**THE PROBLEM**
Give the lines below again exactly, starting with the line that holds "example [(619, 202)]" and going on through the line that holds "example [(8, 96)]".

**MATERIALS PROVIDED**
-*-
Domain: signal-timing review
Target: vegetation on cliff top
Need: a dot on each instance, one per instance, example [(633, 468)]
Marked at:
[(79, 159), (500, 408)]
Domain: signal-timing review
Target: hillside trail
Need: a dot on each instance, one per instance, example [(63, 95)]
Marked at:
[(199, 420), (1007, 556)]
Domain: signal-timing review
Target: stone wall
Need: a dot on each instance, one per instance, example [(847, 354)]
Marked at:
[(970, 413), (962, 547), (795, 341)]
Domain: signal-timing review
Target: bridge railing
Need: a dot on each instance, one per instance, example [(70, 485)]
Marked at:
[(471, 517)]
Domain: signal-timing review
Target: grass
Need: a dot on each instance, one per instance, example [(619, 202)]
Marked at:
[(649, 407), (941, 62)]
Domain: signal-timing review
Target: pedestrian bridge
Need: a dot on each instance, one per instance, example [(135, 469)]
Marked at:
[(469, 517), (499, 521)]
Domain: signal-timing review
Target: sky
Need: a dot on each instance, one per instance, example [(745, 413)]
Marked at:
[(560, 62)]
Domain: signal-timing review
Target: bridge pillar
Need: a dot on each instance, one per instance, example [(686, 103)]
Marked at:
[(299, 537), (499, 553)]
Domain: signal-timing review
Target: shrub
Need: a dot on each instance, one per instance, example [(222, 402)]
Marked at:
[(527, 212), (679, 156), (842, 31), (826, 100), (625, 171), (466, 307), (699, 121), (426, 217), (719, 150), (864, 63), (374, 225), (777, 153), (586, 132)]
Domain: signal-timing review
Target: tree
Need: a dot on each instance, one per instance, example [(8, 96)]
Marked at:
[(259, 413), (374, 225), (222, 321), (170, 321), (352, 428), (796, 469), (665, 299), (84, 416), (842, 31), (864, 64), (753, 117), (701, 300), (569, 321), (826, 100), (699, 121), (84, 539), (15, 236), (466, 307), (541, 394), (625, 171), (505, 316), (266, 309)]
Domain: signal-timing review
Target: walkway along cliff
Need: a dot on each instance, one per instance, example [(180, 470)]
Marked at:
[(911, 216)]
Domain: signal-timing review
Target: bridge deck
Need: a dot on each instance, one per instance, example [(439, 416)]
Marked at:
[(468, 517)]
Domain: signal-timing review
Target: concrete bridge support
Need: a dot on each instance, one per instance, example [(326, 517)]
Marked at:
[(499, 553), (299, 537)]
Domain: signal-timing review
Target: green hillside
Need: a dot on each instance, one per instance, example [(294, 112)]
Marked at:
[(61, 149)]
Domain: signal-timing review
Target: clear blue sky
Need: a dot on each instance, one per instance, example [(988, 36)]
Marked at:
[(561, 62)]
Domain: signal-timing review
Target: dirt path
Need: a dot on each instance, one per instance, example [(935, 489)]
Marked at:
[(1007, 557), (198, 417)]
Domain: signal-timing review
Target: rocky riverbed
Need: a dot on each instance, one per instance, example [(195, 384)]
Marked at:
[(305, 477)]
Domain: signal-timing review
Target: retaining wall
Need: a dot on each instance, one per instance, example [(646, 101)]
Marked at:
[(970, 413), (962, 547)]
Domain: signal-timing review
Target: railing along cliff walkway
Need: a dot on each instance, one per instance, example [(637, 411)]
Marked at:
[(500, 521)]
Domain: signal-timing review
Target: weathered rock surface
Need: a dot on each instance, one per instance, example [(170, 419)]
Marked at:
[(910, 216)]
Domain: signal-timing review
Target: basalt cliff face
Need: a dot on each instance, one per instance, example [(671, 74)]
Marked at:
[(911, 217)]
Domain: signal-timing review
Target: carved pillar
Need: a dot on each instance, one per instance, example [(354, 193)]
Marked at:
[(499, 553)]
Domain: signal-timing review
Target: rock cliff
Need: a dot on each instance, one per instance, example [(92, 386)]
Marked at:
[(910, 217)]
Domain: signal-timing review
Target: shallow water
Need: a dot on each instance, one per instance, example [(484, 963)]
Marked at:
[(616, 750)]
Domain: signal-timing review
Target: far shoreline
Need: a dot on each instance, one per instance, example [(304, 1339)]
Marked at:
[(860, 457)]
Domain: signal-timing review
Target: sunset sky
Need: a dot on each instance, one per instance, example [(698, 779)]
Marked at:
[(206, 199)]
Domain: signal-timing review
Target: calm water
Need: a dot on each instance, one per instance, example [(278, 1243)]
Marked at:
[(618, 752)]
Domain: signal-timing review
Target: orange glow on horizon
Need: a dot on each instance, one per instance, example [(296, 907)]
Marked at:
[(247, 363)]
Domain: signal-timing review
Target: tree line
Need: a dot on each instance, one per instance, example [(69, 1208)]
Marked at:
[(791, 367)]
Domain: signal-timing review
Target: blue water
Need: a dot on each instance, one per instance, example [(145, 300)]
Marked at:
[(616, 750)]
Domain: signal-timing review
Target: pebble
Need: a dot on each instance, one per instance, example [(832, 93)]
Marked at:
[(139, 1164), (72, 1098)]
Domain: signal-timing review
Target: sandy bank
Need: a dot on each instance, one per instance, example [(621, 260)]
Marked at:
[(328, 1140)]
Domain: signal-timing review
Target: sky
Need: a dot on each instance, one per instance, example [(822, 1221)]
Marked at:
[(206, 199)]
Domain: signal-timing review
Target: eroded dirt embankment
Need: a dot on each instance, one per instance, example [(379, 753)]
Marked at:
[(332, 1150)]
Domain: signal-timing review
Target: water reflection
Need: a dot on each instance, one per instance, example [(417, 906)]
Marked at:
-*-
**SOLUTION TO THE EXERCISE**
Need: a dot on each instance, one per instance, example [(619, 202)]
Marked at:
[(649, 407), (941, 62)]
Domain: signal-timing review
Target: pedestrian bridge
Need: a dot on each instance, one per instance, example [(135, 469)]
Marked at:
[(469, 517), (499, 521)]
Domain: signal-timing review
Target: sky
Need: a dot on each instance, one per instance, example [(745, 413)]
Marked at:
[(560, 62)]
Domain: signal-timing review
Target: bridge pillar
Need: a dot on each instance, one per instance, example [(686, 103)]
Marked at:
[(299, 537), (499, 553)]
Domain: signal-timing review
Target: shrub
Need: a dot on each instance, one per instance, example [(222, 402)]
Marked at:
[(527, 212), (679, 156), (842, 31), (826, 100), (625, 171), (466, 307), (699, 121), (426, 217), (719, 150), (864, 63), (374, 225), (777, 153), (586, 132)]
Domain: signal-timing review
Target: tree
Need: a dot on each instance, one per instance, example [(8, 96)]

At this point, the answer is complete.